◆ Exercícios propostos
• a. Responda às perguntas seguintes com base no texto sobre o Atlas do Corpo e da Imaginação.
(i) Na citação que abre o texto, que razão é dada para a infelicidade?
(ii) Segundo Gonçalo M. Tavares, o que caracteriza a cidade utópica (feliz)?
(iii) O que definem as leis para a nossa atividade no mundo?
• b. Transcreva do texto sobre o Atlas do Corpo e da Imaginação o excerto desde "Queremos ser livres" até "somos ou temos.".

◆ Bloco de texto
* * * * * * * * *
Atlas do Corpo e da Imaginação, Gonçalo M. Tavares
“sou infeliz porque fui demasiado rápido ou extremamente lento”, diz Gonçalo M. Tavares numa das reflexões presentes no seu Atlas do Corpo e da Imaginação.
Esta afirmação fez-me pensar sobre a vida em sociedade, vida esta que se resume a uma procura da velocidade certa, do ritmo certo. Gonçalo M. Tavares afirma ainda: “a cidade utópica (feliz) não é a que tem as leis certas como os filósofos sempre defenderam, mas sim a que tem o ritmo certo”.
E claro que as leis servem como mecanismo de procura desse equilíbrio de ritmos e velocidades, na medida em que definem mínimos e máximos aceitáveis para a nossa atividade no mundo (procurando sempre não criar desordem). Mas apesar de nos darem esses limites, muitas vezes não nos dão a velocidade certa e exata — temos que ser nós a procura-la individualmente —, mas quanto dão, quando realmente nos é imposta uma velocidade exata, o descontentamento e o grito pela liberdade faz-se ouvir mais alto do que nunca.
Queremos ser livres e escolher o nosso ritmo, no entanto e simultaneamente, não somos felizes, não nos dizemos felizes ou satisfeitos com o que somos ou temos.
Vemos a felicidade como um estado (estado de felicidade) que ainda está por alcançar, uma velocidade por atingir. Isto leva-me a crer que, diretamente relacionada com esta esperança e fome de uma velocidade certa está a vida em sociedade e a ideologia patentes, com todas as suas manipulações. A vida de todos os dias que nos incentiva a ser gananciosos e compulsivos por tudo aquilo que não precisamos e um por modo de vida que se diz ser capaz de nos dar a felicidade esperada.
* * * * * * * * *
◆ Dados fornecidos
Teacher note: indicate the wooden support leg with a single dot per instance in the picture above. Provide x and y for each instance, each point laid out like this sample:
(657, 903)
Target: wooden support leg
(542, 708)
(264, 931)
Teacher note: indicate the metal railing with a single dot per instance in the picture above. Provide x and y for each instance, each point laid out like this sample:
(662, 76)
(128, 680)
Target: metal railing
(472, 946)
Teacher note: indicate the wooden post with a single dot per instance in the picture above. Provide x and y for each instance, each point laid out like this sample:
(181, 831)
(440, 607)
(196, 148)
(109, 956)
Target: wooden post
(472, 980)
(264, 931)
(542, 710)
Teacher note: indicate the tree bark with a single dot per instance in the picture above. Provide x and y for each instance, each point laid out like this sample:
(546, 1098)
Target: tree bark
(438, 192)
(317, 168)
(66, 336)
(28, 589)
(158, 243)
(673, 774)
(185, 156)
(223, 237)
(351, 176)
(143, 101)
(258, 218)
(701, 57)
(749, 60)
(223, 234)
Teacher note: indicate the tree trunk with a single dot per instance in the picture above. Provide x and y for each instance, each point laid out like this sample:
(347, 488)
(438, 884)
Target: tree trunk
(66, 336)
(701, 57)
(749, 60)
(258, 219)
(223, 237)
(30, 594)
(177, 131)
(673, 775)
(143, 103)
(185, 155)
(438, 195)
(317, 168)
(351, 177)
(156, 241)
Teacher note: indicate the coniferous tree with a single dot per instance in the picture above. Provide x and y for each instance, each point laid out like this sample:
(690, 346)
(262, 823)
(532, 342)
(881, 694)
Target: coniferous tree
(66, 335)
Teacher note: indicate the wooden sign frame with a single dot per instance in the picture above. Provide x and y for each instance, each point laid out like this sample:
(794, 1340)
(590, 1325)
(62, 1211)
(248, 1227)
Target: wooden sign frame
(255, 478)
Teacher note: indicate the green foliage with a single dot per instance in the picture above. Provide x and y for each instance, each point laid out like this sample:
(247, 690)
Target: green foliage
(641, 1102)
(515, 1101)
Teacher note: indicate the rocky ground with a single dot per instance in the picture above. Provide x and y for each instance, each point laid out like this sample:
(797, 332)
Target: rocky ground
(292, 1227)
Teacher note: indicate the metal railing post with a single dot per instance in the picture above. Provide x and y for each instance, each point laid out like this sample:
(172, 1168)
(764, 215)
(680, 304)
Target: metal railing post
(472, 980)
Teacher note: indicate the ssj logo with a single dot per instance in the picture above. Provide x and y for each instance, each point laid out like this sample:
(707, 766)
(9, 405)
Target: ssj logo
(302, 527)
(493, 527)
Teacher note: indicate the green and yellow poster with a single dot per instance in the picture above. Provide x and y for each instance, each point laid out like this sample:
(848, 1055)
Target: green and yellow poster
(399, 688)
* * * * * * * * *
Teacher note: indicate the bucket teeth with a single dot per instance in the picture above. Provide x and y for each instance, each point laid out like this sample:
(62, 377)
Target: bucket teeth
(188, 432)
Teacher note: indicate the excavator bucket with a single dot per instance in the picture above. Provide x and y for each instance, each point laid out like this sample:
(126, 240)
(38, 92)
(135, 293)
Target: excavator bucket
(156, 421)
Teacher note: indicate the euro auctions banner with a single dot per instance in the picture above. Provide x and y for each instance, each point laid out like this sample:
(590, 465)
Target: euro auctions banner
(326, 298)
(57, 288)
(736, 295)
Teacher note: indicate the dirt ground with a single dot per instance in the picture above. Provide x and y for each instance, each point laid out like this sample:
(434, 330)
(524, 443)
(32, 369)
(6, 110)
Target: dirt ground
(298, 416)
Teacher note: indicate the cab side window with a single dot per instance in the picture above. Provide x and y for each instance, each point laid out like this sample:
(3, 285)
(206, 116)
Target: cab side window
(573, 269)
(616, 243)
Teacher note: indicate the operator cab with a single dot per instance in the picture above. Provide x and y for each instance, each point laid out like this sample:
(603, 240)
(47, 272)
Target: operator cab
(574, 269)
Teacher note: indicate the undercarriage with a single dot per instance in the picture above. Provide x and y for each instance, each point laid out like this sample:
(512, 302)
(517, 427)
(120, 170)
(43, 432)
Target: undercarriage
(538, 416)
* * * * * * * * *
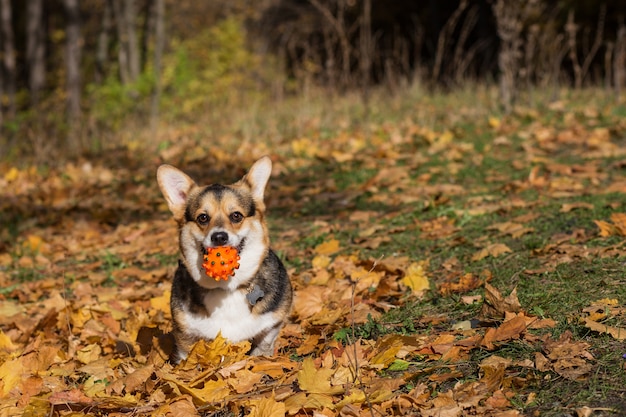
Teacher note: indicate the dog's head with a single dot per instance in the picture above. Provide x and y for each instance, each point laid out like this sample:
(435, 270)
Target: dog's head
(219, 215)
* * * * * * * * *
◆ Resolução das tarefas
• a.
(i) Ter sido demasiado rápido ou extremamente lento.
(ii) Ter o ritmo certo, e não as leis certas.
(iii) Mínimos e máximos aceitáveis.

• b.
Queremos ser livres e escolher o nosso ritmo, no entanto e simultaneamente, não somos felizes, não nos dizemos felizes ou satisfeitos com o que somos ou temos.